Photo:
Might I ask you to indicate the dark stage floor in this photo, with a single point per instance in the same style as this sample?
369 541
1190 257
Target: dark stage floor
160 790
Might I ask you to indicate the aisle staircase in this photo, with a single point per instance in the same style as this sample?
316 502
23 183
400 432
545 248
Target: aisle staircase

◆ **Exercise task**
Copy every item above word for word, keeping each line in its original order.

◆ **Response for this exercise**
Photo:
Might I ask you to indicate the dark stage floor in this photo, with a single point per instance in the same style as this sample?
369 541
1190 257
Target: dark stage floor
160 790
Might I ask you to indicate the aisle staircase in this photo, with a single point per instance in the same style as this sample?
316 502
23 183
400 432
545 248
Target: aisle staircase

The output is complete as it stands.